[WHAT YOU NEED TO DO]: Work out how many lines in the data that follows contain "find". Write nothing but the number.

[EXCERPTED DATA]:

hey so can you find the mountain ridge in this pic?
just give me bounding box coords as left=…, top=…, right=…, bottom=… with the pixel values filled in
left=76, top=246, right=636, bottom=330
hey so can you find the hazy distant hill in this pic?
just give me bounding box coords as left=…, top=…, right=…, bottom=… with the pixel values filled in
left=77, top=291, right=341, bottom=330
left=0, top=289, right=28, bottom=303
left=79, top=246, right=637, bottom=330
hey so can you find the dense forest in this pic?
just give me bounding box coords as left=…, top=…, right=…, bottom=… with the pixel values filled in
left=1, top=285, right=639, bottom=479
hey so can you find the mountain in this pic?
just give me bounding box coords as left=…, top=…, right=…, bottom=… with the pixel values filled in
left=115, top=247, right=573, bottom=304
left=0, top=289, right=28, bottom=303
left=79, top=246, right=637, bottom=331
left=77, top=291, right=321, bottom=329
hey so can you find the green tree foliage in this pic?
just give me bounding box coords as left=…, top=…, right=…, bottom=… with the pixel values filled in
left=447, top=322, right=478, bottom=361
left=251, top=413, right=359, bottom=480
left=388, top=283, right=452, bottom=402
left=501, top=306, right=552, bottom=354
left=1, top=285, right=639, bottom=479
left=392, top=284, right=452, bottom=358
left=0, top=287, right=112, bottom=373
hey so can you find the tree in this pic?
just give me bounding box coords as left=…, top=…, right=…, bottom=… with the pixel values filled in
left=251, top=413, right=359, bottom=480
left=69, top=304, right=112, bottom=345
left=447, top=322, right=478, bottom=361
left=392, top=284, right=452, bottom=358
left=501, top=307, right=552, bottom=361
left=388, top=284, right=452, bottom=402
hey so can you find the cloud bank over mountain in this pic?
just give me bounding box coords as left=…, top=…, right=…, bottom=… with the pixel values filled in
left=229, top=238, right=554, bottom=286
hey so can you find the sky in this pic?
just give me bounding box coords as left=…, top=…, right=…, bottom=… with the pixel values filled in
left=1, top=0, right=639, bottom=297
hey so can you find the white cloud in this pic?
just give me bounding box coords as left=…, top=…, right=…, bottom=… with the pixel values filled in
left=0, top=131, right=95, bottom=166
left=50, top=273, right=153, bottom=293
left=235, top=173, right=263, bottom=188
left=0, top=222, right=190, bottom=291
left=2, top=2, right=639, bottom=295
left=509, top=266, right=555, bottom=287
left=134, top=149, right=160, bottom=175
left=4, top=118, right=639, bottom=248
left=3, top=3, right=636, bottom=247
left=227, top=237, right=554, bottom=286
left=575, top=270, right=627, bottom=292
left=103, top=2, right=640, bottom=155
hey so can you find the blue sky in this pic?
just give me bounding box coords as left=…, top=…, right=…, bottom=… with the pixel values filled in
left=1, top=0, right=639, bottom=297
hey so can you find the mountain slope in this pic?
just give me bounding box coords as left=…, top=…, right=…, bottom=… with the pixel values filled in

[REPLY]: 11